PROBLEM DETAILS -
Can you gather every line in the data below that contains the word "white"? Matches must have the same case.

(Dataset rows)
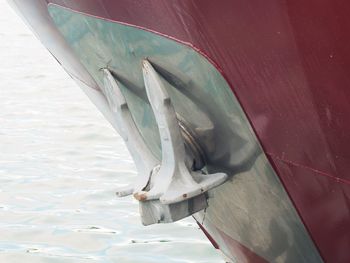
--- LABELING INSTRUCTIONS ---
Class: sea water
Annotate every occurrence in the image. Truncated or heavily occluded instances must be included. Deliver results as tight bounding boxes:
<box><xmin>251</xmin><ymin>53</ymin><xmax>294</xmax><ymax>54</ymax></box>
<box><xmin>0</xmin><ymin>0</ymin><xmax>223</xmax><ymax>263</ymax></box>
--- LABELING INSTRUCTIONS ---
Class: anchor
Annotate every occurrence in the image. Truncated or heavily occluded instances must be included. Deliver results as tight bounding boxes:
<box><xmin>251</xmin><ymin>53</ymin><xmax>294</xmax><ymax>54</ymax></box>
<box><xmin>102</xmin><ymin>60</ymin><xmax>228</xmax><ymax>225</ymax></box>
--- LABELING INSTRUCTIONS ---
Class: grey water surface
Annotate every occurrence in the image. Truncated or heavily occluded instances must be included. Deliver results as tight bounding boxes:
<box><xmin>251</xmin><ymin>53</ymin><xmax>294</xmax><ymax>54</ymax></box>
<box><xmin>0</xmin><ymin>0</ymin><xmax>223</xmax><ymax>263</ymax></box>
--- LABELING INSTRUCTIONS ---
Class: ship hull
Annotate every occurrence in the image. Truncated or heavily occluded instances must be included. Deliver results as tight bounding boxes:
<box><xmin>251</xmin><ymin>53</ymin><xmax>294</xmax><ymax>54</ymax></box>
<box><xmin>10</xmin><ymin>0</ymin><xmax>350</xmax><ymax>262</ymax></box>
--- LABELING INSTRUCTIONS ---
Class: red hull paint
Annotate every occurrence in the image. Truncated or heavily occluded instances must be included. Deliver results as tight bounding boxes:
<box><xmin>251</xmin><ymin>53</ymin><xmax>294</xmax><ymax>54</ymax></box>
<box><xmin>17</xmin><ymin>0</ymin><xmax>350</xmax><ymax>262</ymax></box>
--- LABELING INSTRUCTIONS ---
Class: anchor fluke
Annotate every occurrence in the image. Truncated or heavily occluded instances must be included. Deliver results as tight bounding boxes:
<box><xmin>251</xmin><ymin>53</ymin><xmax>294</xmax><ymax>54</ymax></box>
<box><xmin>102</xmin><ymin>60</ymin><xmax>227</xmax><ymax>225</ymax></box>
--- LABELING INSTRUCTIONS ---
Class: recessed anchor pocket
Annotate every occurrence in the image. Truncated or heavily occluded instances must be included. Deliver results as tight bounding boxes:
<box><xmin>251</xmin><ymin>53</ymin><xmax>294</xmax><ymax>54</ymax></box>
<box><xmin>102</xmin><ymin>60</ymin><xmax>228</xmax><ymax>225</ymax></box>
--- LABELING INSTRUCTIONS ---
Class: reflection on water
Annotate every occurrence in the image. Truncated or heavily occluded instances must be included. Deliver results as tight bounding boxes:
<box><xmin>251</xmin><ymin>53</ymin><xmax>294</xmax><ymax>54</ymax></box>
<box><xmin>0</xmin><ymin>0</ymin><xmax>223</xmax><ymax>263</ymax></box>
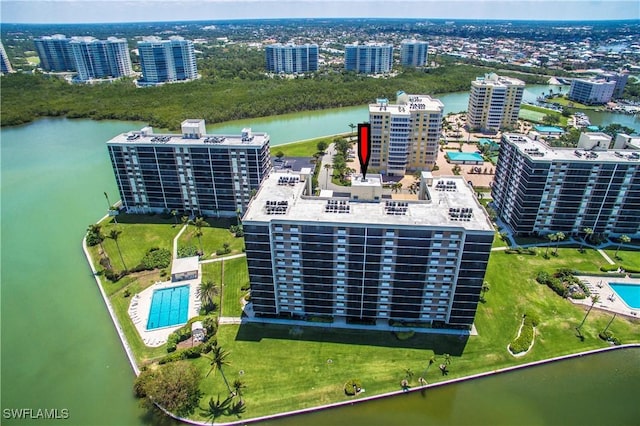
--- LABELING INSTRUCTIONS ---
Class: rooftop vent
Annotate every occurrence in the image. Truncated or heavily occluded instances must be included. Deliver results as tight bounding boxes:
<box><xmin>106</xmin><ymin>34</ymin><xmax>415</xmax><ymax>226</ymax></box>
<box><xmin>324</xmin><ymin>200</ymin><xmax>351</xmax><ymax>213</ymax></box>
<box><xmin>278</xmin><ymin>176</ymin><xmax>300</xmax><ymax>186</ymax></box>
<box><xmin>384</xmin><ymin>201</ymin><xmax>409</xmax><ymax>216</ymax></box>
<box><xmin>449</xmin><ymin>207</ymin><xmax>473</xmax><ymax>222</ymax></box>
<box><xmin>264</xmin><ymin>200</ymin><xmax>289</xmax><ymax>214</ymax></box>
<box><xmin>436</xmin><ymin>180</ymin><xmax>458</xmax><ymax>192</ymax></box>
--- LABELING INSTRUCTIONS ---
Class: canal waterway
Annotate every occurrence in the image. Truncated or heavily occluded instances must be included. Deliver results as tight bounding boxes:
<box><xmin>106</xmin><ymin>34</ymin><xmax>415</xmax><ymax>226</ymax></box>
<box><xmin>207</xmin><ymin>85</ymin><xmax>640</xmax><ymax>145</ymax></box>
<box><xmin>0</xmin><ymin>86</ymin><xmax>640</xmax><ymax>425</ymax></box>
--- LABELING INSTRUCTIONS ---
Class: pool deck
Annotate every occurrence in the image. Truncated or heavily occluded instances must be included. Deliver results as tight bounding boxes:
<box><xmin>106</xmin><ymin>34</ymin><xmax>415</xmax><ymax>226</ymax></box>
<box><xmin>571</xmin><ymin>276</ymin><xmax>640</xmax><ymax>318</ymax></box>
<box><xmin>129</xmin><ymin>280</ymin><xmax>200</xmax><ymax>347</ymax></box>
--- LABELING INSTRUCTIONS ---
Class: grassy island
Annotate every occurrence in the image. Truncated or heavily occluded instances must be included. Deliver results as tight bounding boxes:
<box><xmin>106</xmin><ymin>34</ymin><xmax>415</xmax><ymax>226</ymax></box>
<box><xmin>0</xmin><ymin>64</ymin><xmax>546</xmax><ymax>130</ymax></box>
<box><xmin>91</xmin><ymin>215</ymin><xmax>640</xmax><ymax>422</ymax></box>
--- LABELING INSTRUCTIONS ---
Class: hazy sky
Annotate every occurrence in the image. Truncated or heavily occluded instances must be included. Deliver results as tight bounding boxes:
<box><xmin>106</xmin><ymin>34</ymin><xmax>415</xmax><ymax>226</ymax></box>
<box><xmin>0</xmin><ymin>0</ymin><xmax>640</xmax><ymax>23</ymax></box>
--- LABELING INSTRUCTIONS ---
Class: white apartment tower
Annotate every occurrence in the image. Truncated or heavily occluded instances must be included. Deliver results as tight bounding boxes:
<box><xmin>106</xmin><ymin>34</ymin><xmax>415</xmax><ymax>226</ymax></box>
<box><xmin>369</xmin><ymin>91</ymin><xmax>444</xmax><ymax>176</ymax></box>
<box><xmin>242</xmin><ymin>169</ymin><xmax>495</xmax><ymax>329</ymax></box>
<box><xmin>467</xmin><ymin>73</ymin><xmax>525</xmax><ymax>131</ymax></box>
<box><xmin>69</xmin><ymin>37</ymin><xmax>133</xmax><ymax>81</ymax></box>
<box><xmin>400</xmin><ymin>40</ymin><xmax>429</xmax><ymax>67</ymax></box>
<box><xmin>138</xmin><ymin>36</ymin><xmax>198</xmax><ymax>85</ymax></box>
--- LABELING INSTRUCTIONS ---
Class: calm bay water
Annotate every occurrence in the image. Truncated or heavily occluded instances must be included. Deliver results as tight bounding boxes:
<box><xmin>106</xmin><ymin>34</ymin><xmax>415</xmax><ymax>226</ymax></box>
<box><xmin>0</xmin><ymin>86</ymin><xmax>640</xmax><ymax>425</ymax></box>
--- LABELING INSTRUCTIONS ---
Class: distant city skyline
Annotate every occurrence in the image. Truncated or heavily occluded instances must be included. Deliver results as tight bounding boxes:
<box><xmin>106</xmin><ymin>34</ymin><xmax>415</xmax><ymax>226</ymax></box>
<box><xmin>0</xmin><ymin>0</ymin><xmax>640</xmax><ymax>24</ymax></box>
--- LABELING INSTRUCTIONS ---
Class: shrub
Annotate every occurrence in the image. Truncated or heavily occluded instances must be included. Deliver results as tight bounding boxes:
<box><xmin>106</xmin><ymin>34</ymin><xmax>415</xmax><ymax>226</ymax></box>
<box><xmin>598</xmin><ymin>330</ymin><xmax>613</xmax><ymax>342</ymax></box>
<box><xmin>509</xmin><ymin>314</ymin><xmax>540</xmax><ymax>355</ymax></box>
<box><xmin>140</xmin><ymin>247</ymin><xmax>171</xmax><ymax>270</ymax></box>
<box><xmin>600</xmin><ymin>264</ymin><xmax>618</xmax><ymax>272</ymax></box>
<box><xmin>87</xmin><ymin>229</ymin><xmax>104</xmax><ymax>247</ymax></box>
<box><xmin>504</xmin><ymin>247</ymin><xmax>536</xmax><ymax>256</ymax></box>
<box><xmin>178</xmin><ymin>246</ymin><xmax>198</xmax><ymax>258</ymax></box>
<box><xmin>158</xmin><ymin>345</ymin><xmax>202</xmax><ymax>364</ymax></box>
<box><xmin>133</xmin><ymin>368</ymin><xmax>155</xmax><ymax>398</ymax></box>
<box><xmin>393</xmin><ymin>330</ymin><xmax>415</xmax><ymax>340</ymax></box>
<box><xmin>344</xmin><ymin>379</ymin><xmax>362</xmax><ymax>396</ymax></box>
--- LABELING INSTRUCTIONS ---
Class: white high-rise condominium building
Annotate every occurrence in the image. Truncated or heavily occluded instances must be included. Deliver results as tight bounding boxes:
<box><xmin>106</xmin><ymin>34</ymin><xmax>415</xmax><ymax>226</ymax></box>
<box><xmin>0</xmin><ymin>43</ymin><xmax>14</xmax><ymax>74</ymax></box>
<box><xmin>369</xmin><ymin>92</ymin><xmax>444</xmax><ymax>176</ymax></box>
<box><xmin>107</xmin><ymin>120</ymin><xmax>271</xmax><ymax>216</ymax></box>
<box><xmin>138</xmin><ymin>36</ymin><xmax>198</xmax><ymax>85</ymax></box>
<box><xmin>69</xmin><ymin>37</ymin><xmax>133</xmax><ymax>81</ymax></box>
<box><xmin>491</xmin><ymin>133</ymin><xmax>640</xmax><ymax>238</ymax></box>
<box><xmin>567</xmin><ymin>78</ymin><xmax>624</xmax><ymax>105</ymax></box>
<box><xmin>242</xmin><ymin>169</ymin><xmax>495</xmax><ymax>329</ymax></box>
<box><xmin>265</xmin><ymin>43</ymin><xmax>318</xmax><ymax>74</ymax></box>
<box><xmin>400</xmin><ymin>40</ymin><xmax>429</xmax><ymax>67</ymax></box>
<box><xmin>344</xmin><ymin>43</ymin><xmax>393</xmax><ymax>74</ymax></box>
<box><xmin>467</xmin><ymin>73</ymin><xmax>525</xmax><ymax>132</ymax></box>
<box><xmin>33</xmin><ymin>34</ymin><xmax>76</xmax><ymax>72</ymax></box>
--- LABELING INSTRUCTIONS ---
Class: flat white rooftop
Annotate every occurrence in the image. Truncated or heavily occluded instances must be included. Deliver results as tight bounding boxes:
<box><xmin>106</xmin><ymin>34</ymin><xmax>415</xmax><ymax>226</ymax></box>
<box><xmin>243</xmin><ymin>172</ymin><xmax>493</xmax><ymax>232</ymax></box>
<box><xmin>369</xmin><ymin>92</ymin><xmax>444</xmax><ymax>116</ymax></box>
<box><xmin>107</xmin><ymin>129</ymin><xmax>269</xmax><ymax>147</ymax></box>
<box><xmin>504</xmin><ymin>133</ymin><xmax>640</xmax><ymax>164</ymax></box>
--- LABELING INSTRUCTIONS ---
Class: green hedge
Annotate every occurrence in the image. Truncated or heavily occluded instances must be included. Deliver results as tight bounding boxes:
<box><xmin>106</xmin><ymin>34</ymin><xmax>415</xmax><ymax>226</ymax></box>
<box><xmin>509</xmin><ymin>313</ymin><xmax>540</xmax><ymax>354</ymax></box>
<box><xmin>344</xmin><ymin>379</ymin><xmax>362</xmax><ymax>396</ymax></box>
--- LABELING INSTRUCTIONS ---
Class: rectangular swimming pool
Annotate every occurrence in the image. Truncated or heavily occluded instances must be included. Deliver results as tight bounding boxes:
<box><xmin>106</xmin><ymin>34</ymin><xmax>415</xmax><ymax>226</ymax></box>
<box><xmin>609</xmin><ymin>283</ymin><xmax>640</xmax><ymax>309</ymax></box>
<box><xmin>147</xmin><ymin>285</ymin><xmax>189</xmax><ymax>330</ymax></box>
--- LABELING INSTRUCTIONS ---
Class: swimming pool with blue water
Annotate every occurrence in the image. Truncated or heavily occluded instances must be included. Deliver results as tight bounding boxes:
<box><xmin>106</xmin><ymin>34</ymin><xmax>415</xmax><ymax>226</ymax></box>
<box><xmin>147</xmin><ymin>285</ymin><xmax>189</xmax><ymax>330</ymax></box>
<box><xmin>609</xmin><ymin>283</ymin><xmax>640</xmax><ymax>309</ymax></box>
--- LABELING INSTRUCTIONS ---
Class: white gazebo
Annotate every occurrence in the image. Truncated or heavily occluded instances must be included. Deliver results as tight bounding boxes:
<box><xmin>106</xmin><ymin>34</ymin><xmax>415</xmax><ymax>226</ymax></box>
<box><xmin>171</xmin><ymin>256</ymin><xmax>199</xmax><ymax>282</ymax></box>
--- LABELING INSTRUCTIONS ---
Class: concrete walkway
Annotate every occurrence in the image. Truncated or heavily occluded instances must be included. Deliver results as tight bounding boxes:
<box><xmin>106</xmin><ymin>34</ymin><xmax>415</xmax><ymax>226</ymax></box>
<box><xmin>200</xmin><ymin>253</ymin><xmax>246</xmax><ymax>264</ymax></box>
<box><xmin>173</xmin><ymin>225</ymin><xmax>188</xmax><ymax>259</ymax></box>
<box><xmin>598</xmin><ymin>249</ymin><xmax>616</xmax><ymax>265</ymax></box>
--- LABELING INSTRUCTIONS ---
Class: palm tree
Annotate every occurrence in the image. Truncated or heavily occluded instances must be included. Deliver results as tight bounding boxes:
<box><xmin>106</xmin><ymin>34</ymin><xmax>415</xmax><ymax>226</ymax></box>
<box><xmin>580</xmin><ymin>228</ymin><xmax>593</xmax><ymax>251</ymax></box>
<box><xmin>233</xmin><ymin>379</ymin><xmax>247</xmax><ymax>401</ymax></box>
<box><xmin>191</xmin><ymin>217</ymin><xmax>209</xmax><ymax>255</ymax></box>
<box><xmin>207</xmin><ymin>345</ymin><xmax>233</xmax><ymax>394</ymax></box>
<box><xmin>602</xmin><ymin>312</ymin><xmax>618</xmax><ymax>334</ymax></box>
<box><xmin>201</xmin><ymin>395</ymin><xmax>231</xmax><ymax>424</ymax></box>
<box><xmin>87</xmin><ymin>223</ymin><xmax>111</xmax><ymax>269</ymax></box>
<box><xmin>544</xmin><ymin>234</ymin><xmax>558</xmax><ymax>258</ymax></box>
<box><xmin>480</xmin><ymin>281</ymin><xmax>491</xmax><ymax>301</ymax></box>
<box><xmin>109</xmin><ymin>228</ymin><xmax>127</xmax><ymax>271</ymax></box>
<box><xmin>104</xmin><ymin>191</ymin><xmax>113</xmax><ymax>210</ymax></box>
<box><xmin>444</xmin><ymin>354</ymin><xmax>451</xmax><ymax>365</ymax></box>
<box><xmin>554</xmin><ymin>232</ymin><xmax>567</xmax><ymax>256</ymax></box>
<box><xmin>576</xmin><ymin>294</ymin><xmax>600</xmax><ymax>331</ymax></box>
<box><xmin>227</xmin><ymin>400</ymin><xmax>247</xmax><ymax>418</ymax></box>
<box><xmin>404</xmin><ymin>368</ymin><xmax>413</xmax><ymax>381</ymax></box>
<box><xmin>324</xmin><ymin>164</ymin><xmax>331</xmax><ymax>189</ymax></box>
<box><xmin>613</xmin><ymin>235</ymin><xmax>631</xmax><ymax>259</ymax></box>
<box><xmin>196</xmin><ymin>281</ymin><xmax>219</xmax><ymax>309</ymax></box>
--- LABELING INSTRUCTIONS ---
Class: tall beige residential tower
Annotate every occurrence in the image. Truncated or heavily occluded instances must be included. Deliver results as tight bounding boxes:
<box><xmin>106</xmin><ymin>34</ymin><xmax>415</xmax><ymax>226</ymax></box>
<box><xmin>467</xmin><ymin>73</ymin><xmax>524</xmax><ymax>131</ymax></box>
<box><xmin>369</xmin><ymin>92</ymin><xmax>444</xmax><ymax>176</ymax></box>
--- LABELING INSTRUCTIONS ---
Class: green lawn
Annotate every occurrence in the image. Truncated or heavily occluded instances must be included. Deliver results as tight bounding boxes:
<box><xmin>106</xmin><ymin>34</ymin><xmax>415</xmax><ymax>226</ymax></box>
<box><xmin>222</xmin><ymin>257</ymin><xmax>249</xmax><ymax>317</ymax></box>
<box><xmin>271</xmin><ymin>137</ymin><xmax>333</xmax><ymax>157</ymax></box>
<box><xmin>491</xmin><ymin>232</ymin><xmax>509</xmax><ymax>248</ymax></box>
<box><xmin>178</xmin><ymin>220</ymin><xmax>244</xmax><ymax>259</ymax></box>
<box><xmin>94</xmin><ymin>220</ymin><xmax>640</xmax><ymax>421</ymax></box>
<box><xmin>550</xmin><ymin>97</ymin><xmax>602</xmax><ymax>110</ymax></box>
<box><xmin>109</xmin><ymin>273</ymin><xmax>167</xmax><ymax>366</ymax></box>
<box><xmin>518</xmin><ymin>105</ymin><xmax>546</xmax><ymax>123</ymax></box>
<box><xmin>190</xmin><ymin>249</ymin><xmax>640</xmax><ymax>421</ymax></box>
<box><xmin>518</xmin><ymin>104</ymin><xmax>568</xmax><ymax>127</ymax></box>
<box><xmin>89</xmin><ymin>216</ymin><xmax>180</xmax><ymax>271</ymax></box>
<box><xmin>605</xmin><ymin>248</ymin><xmax>640</xmax><ymax>270</ymax></box>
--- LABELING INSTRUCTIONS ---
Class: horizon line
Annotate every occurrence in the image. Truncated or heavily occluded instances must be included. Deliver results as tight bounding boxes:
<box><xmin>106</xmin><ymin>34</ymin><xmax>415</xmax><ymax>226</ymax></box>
<box><xmin>5</xmin><ymin>16</ymin><xmax>640</xmax><ymax>25</ymax></box>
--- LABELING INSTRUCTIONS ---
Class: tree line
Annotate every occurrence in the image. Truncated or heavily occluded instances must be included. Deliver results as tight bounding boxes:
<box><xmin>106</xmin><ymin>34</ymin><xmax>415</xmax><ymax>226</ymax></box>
<box><xmin>0</xmin><ymin>60</ymin><xmax>552</xmax><ymax>130</ymax></box>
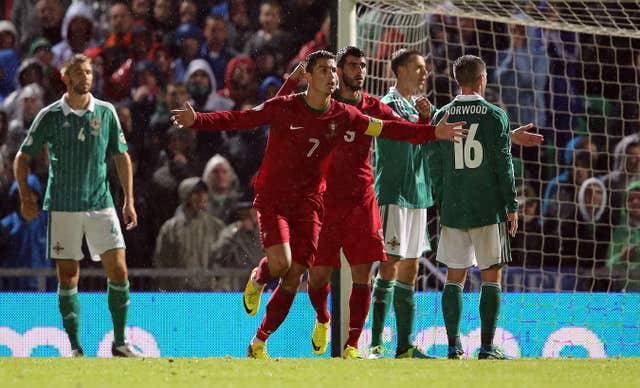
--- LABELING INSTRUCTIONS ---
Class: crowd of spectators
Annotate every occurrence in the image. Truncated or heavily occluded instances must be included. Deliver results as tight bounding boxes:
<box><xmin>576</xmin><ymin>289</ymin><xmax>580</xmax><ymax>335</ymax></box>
<box><xmin>0</xmin><ymin>0</ymin><xmax>640</xmax><ymax>290</ymax></box>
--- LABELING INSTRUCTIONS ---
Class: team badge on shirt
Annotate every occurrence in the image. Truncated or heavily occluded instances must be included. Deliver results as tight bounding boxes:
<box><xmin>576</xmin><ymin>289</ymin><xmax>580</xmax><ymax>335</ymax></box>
<box><xmin>325</xmin><ymin>120</ymin><xmax>337</xmax><ymax>139</ymax></box>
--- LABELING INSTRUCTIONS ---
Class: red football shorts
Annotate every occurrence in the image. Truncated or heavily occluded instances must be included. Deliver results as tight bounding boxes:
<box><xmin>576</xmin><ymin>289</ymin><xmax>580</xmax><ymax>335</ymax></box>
<box><xmin>253</xmin><ymin>193</ymin><xmax>324</xmax><ymax>268</ymax></box>
<box><xmin>313</xmin><ymin>189</ymin><xmax>387</xmax><ymax>268</ymax></box>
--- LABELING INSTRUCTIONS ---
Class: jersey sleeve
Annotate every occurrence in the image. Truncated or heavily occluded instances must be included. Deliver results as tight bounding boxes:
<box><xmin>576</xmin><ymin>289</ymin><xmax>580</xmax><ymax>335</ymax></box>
<box><xmin>494</xmin><ymin>111</ymin><xmax>518</xmax><ymax>213</ymax></box>
<box><xmin>20</xmin><ymin>110</ymin><xmax>48</xmax><ymax>157</ymax></box>
<box><xmin>349</xmin><ymin>107</ymin><xmax>436</xmax><ymax>144</ymax></box>
<box><xmin>106</xmin><ymin>106</ymin><xmax>129</xmax><ymax>154</ymax></box>
<box><xmin>192</xmin><ymin>97</ymin><xmax>276</xmax><ymax>132</ymax></box>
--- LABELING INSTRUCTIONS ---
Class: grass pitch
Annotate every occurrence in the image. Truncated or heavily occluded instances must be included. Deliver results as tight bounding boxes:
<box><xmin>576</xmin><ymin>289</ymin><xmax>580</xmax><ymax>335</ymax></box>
<box><xmin>0</xmin><ymin>358</ymin><xmax>640</xmax><ymax>388</ymax></box>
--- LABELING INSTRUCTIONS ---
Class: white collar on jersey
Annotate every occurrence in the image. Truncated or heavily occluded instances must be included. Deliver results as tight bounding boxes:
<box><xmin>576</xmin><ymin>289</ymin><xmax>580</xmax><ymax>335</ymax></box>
<box><xmin>454</xmin><ymin>93</ymin><xmax>484</xmax><ymax>101</ymax></box>
<box><xmin>61</xmin><ymin>93</ymin><xmax>96</xmax><ymax>117</ymax></box>
<box><xmin>389</xmin><ymin>86</ymin><xmax>418</xmax><ymax>105</ymax></box>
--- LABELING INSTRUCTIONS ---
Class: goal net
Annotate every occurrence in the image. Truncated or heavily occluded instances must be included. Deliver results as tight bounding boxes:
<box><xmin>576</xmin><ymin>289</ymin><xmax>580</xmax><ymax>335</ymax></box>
<box><xmin>342</xmin><ymin>0</ymin><xmax>640</xmax><ymax>356</ymax></box>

SOLVED EXERCISE -
Class: white apartment tower
Class: white high-rise condominium building
Class: flat white rooftop
Class: white gazebo
Class: white collar on jersey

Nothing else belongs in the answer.